In the text below on Poland's epidemic threat declaration, why are shopping centres singled out as particularly affected? Answer in one to three sentences.
┌─ Selected text
The official declaration of an epidemic threat in Poland and the related problems in conducting business activities will significantly affect companies operating on the commercial real estate market. This is particularly true of shopping centres, which are mentioned in Article 5 par. 2, read in conjunction with Article 6 par. 2, of the Regulation of the Minister of Health of 13th March 2020 on declaring an epidemic threat within the territory of the Republic of Poland (“MH Regulation”). Pursuant to this Regulation, the operations of certain stores is prohibited (e.g. those selling clothing, electronic and household equipment), along with food courts, cinemas etc. in shopping centres having a sales space exceeding 2,000m2. No restrictions have been introduced regarding other types of activities in shopping centres. Moreover, pursuant to Article 5 par. 1 of the MH Regulation, the operations of restaurants, bars, gyms, cinemas etc. is also prohibited.

Below, we discuss selected issues that are of importance to the real estate and construction sectors.
└─
┌─ Raw data
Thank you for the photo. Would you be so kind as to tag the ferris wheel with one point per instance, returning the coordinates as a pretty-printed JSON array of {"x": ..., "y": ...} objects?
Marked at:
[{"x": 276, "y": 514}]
└─
# Result for this task
Shopping centres are specifically mentioned in Article 5 par. 2, read in conjunction with Article 6 par. 2, of the Minister of Health's Regulation of 13th March 2020. Under that Regulation, certain stores (such as those selling clothing or electronic and household equipment), food courts, cinemas and similar operations are prohibited in shopping centres with a sales space exceeding 2,000m2.